Task to complete: Every line of the data that includes "Query" should be copied out.

=== Data section ===

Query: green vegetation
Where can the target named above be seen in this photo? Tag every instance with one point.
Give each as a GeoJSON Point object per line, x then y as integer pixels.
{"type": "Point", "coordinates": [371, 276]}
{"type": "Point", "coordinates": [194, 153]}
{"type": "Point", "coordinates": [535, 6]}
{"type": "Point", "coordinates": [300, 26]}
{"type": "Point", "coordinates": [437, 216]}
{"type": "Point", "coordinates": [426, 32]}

===
=== Data section ===

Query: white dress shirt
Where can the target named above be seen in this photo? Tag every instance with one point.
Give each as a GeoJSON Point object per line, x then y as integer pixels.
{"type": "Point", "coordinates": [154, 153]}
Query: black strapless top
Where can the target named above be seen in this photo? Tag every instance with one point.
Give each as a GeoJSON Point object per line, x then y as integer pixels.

===

Solution to this task:
Query: green vegetation
Query: white dress shirt
Query: black strapless top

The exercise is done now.